:: Stated problem 1 ::
Show every line of the records below that contains the string "player", copied in full. Case counts.
** BEGIN Source excerpt **
Tuesday, December 16, 2014

Happy Holidays!




Holidays rock not just because of eggnog, but because you get to proclaim to all the world that your year was worth something.  We Trionfo’s have hit six states and the Yucatan peninsula.  Can you top it?  Can you, can you, can you? 

Okay, now that the mandatory bragging sections of this "letter" is over, we can focus on my kids and their strange, wonderful, fevered behavior.  Do not blame me that half of this is about Carter and his destruction.  Half of my life is about Carter and his destruction.


One fine summer day, the girls and I were painting fingernails in our friend Amy’s driveway, but Carter kept getting into the polish.  “Stop!  You’ll break the bottles,” I said.  Wrong thing to say. Break?  Carter took a bottle of polish and threw it as hard as he could onto the concrete, screaming when it shattered in a pink explosion.  Then he saw me coming and ran barefoot through glass and straight into the street where a car had to stop for him.  I locked him in his room for a time-out and he said, “Why am I in a time-out?  I’m being good now.  I’m not crying.”  He was totally serious.

Carter (half asleep and feverish on the couch):  Oh!  Look at the lights on the wall!
Me: There are no lights on the wall.
** END Source excerpt **
** BEGIN Task material **
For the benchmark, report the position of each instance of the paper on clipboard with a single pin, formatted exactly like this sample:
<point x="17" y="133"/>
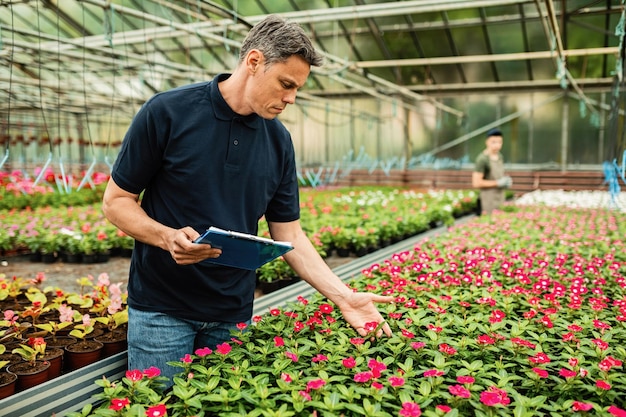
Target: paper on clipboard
<point x="242" y="250"/>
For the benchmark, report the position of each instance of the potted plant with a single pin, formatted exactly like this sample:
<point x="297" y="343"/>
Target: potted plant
<point x="85" y="350"/>
<point x="8" y="380"/>
<point x="33" y="370"/>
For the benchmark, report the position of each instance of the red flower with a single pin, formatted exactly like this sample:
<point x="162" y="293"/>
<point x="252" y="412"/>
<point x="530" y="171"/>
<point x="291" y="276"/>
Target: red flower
<point x="407" y="334"/>
<point x="485" y="340"/>
<point x="601" y="344"/>
<point x="349" y="362"/>
<point x="376" y="367"/>
<point x="315" y="384"/>
<point x="459" y="391"/>
<point x="494" y="396"/>
<point x="202" y="352"/>
<point x="396" y="381"/>
<point x="433" y="372"/>
<point x="134" y="375"/>
<point x="578" y="406"/>
<point x="363" y="376"/>
<point x="223" y="349"/>
<point x="118" y="403"/>
<point x="616" y="411"/>
<point x="156" y="411"/>
<point x="326" y="308"/>
<point x="497" y="316"/>
<point x="465" y="379"/>
<point x="319" y="358"/>
<point x="152" y="372"/>
<point x="410" y="410"/>
<point x="540" y="357"/>
<point x="448" y="350"/>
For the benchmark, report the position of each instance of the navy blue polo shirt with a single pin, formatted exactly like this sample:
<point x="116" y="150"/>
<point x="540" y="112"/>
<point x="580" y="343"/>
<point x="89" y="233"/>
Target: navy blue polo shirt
<point x="200" y="164"/>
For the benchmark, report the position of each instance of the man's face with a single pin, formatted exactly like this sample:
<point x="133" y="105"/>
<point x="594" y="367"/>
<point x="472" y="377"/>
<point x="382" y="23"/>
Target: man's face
<point x="494" y="144"/>
<point x="272" y="88"/>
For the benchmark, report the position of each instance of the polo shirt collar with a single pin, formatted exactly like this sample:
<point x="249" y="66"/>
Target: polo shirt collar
<point x="222" y="109"/>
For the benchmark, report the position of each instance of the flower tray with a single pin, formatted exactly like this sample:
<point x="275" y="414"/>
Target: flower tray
<point x="69" y="392"/>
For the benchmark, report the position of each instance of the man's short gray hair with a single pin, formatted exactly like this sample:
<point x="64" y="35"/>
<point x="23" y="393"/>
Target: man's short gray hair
<point x="279" y="39"/>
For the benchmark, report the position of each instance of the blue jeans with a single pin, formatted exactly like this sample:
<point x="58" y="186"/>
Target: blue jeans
<point x="157" y="338"/>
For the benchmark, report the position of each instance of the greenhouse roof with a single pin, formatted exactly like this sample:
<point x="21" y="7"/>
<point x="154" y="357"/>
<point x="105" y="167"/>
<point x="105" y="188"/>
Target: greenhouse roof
<point x="80" y="55"/>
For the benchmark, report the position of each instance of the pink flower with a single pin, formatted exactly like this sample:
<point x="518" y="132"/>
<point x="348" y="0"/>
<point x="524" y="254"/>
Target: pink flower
<point x="497" y="316"/>
<point x="349" y="362"/>
<point x="616" y="411"/>
<point x="326" y="308"/>
<point x="566" y="373"/>
<point x="407" y="334"/>
<point x="447" y="349"/>
<point x="396" y="381"/>
<point x="432" y="372"/>
<point x="376" y="367"/>
<point x="315" y="384"/>
<point x="410" y="410"/>
<point x="494" y="396"/>
<point x="156" y="411"/>
<point x="223" y="349"/>
<point x="118" y="403"/>
<point x="152" y="372"/>
<point x="485" y="340"/>
<point x="134" y="375"/>
<point x="540" y="357"/>
<point x="202" y="352"/>
<point x="319" y="358"/>
<point x="363" y="376"/>
<point x="418" y="345"/>
<point x="459" y="391"/>
<point x="578" y="406"/>
<point x="465" y="379"/>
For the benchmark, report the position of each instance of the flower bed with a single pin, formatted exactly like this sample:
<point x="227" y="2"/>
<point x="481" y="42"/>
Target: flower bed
<point x="520" y="313"/>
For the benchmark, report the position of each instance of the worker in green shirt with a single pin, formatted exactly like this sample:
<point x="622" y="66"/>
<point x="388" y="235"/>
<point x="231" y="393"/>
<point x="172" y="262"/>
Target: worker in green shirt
<point x="489" y="176"/>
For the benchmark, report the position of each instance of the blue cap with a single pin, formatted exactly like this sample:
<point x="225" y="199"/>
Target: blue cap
<point x="494" y="132"/>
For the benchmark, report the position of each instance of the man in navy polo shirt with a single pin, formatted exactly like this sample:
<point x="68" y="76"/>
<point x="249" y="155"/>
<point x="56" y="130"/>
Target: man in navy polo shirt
<point x="214" y="154"/>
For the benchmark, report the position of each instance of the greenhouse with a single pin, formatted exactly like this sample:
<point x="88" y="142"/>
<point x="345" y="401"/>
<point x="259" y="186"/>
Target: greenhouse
<point x="442" y="180"/>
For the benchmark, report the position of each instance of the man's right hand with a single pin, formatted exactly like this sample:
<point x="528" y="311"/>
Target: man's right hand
<point x="504" y="182"/>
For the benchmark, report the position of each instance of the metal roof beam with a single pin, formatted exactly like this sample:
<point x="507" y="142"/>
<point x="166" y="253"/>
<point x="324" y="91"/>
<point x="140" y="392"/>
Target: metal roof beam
<point x="451" y="60"/>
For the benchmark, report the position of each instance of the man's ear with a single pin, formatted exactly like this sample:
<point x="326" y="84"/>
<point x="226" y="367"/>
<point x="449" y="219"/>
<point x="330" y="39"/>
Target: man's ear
<point x="254" y="60"/>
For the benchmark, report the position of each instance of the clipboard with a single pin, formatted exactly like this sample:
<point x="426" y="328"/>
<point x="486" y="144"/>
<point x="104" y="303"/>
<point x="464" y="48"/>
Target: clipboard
<point x="242" y="250"/>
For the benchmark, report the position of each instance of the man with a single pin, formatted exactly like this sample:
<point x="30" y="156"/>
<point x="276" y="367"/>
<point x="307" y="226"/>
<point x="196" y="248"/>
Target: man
<point x="488" y="175"/>
<point x="213" y="154"/>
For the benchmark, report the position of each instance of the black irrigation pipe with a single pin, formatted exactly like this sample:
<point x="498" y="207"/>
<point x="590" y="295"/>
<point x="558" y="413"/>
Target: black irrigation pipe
<point x="346" y="271"/>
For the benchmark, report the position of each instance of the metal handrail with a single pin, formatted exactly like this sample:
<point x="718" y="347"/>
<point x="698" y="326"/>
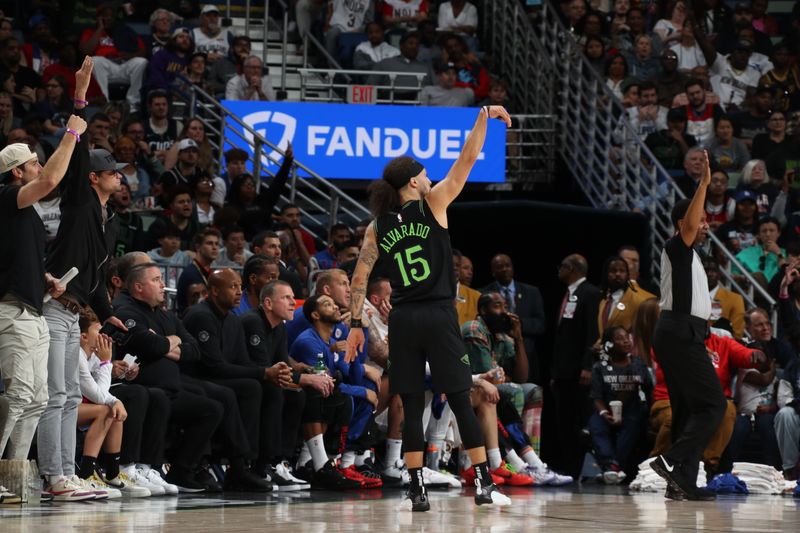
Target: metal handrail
<point x="604" y="153"/>
<point x="324" y="79"/>
<point x="312" y="191"/>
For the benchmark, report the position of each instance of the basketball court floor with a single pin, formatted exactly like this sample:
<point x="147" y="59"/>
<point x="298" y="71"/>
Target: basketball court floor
<point x="591" y="508"/>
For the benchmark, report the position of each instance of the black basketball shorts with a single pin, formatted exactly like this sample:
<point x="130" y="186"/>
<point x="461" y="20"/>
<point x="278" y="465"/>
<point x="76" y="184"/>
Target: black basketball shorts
<point x="426" y="332"/>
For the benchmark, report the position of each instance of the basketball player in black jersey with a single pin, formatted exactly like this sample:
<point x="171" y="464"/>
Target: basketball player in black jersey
<point x="409" y="233"/>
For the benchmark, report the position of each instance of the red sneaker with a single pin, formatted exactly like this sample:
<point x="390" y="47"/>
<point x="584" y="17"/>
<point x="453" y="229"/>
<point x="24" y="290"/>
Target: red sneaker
<point x="366" y="483"/>
<point x="511" y="478"/>
<point x="469" y="477"/>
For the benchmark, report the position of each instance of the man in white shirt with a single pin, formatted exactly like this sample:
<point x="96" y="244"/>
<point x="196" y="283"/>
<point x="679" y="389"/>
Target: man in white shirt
<point x="648" y="117"/>
<point x="210" y="38"/>
<point x="445" y="93"/>
<point x="346" y="17"/>
<point x="374" y="49"/>
<point x="252" y="84"/>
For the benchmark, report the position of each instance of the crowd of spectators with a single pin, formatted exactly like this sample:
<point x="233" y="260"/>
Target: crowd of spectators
<point x="720" y="76"/>
<point x="217" y="344"/>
** END Task material **
:: Stated problem 2 ::
Write out the stretch of the holiday letter above from "Happy Holidays!" through "life is about Carter and his destruction.".

:: Result 1 ::
For the benchmark, report the position of each instance of the basketball player in black jersey with a single pin, formatted exactly like this sample:
Target: basketball player in black jersey

:: Result 2 ::
Happy Holidays!




Holidays rock not just because of eggnog, but because you get to proclaim to all the world that your year was worth something.  We Trionfo’s have hit six states and the Yucatan peninsula.  Can you top it?  Can you, can you, can you? 

Okay, now that the mandatory bragging sections of this "letter" is over, we can focus on my kids and their strange, wonderful, fevered behavior.  Do not blame me that half of this is about Carter and his destruction.  Half of my life is about Carter and his destruction.